Records for this exercise »
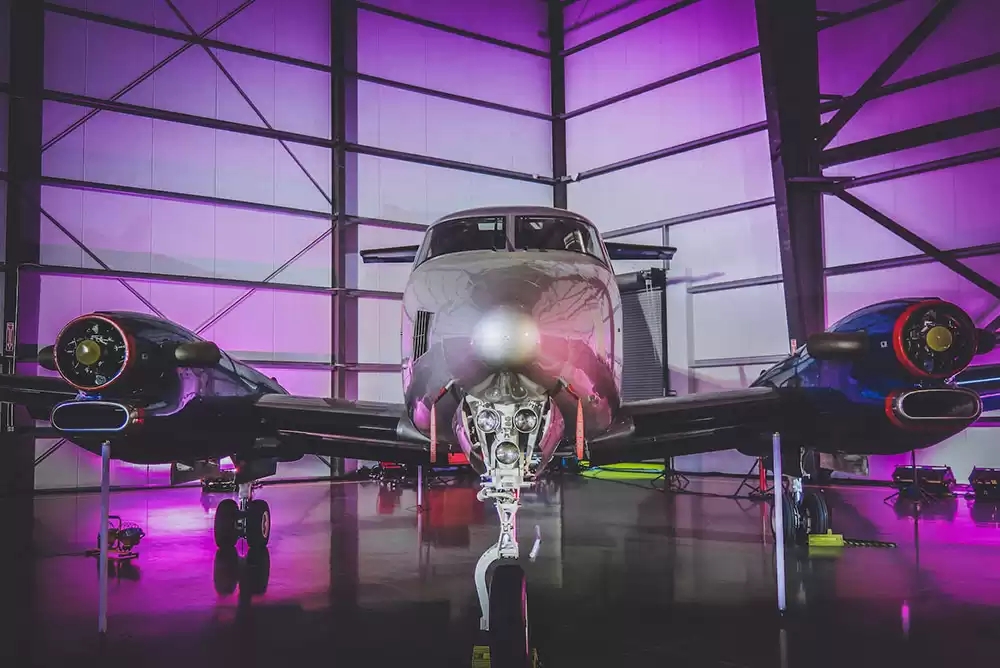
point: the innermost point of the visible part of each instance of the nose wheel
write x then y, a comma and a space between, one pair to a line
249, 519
--
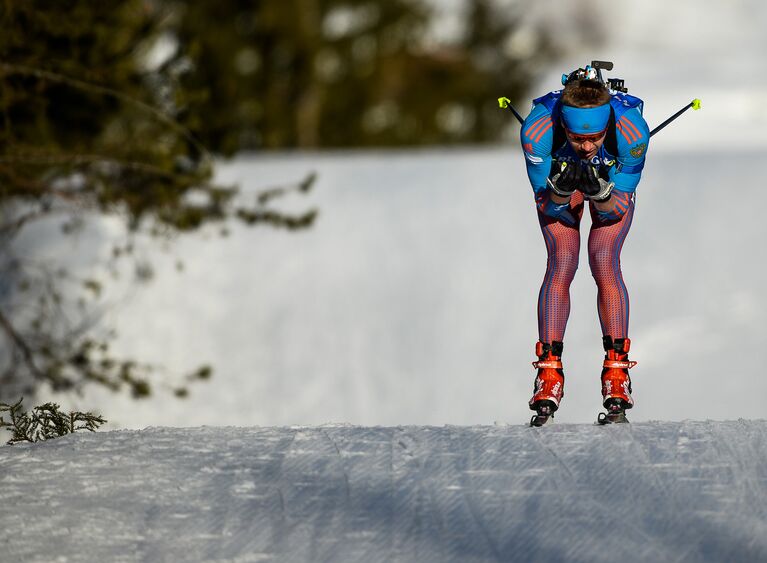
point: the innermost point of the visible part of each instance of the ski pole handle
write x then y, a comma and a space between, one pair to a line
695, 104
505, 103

Objective »
Pick out and copy every line of the entries above that contains the string "innermost". Case counts.

Finished answer »
point: the innermost point of the visible part of each instance of the nose wheel
point: the innermost point of the visible part of each instance of the ski pole handle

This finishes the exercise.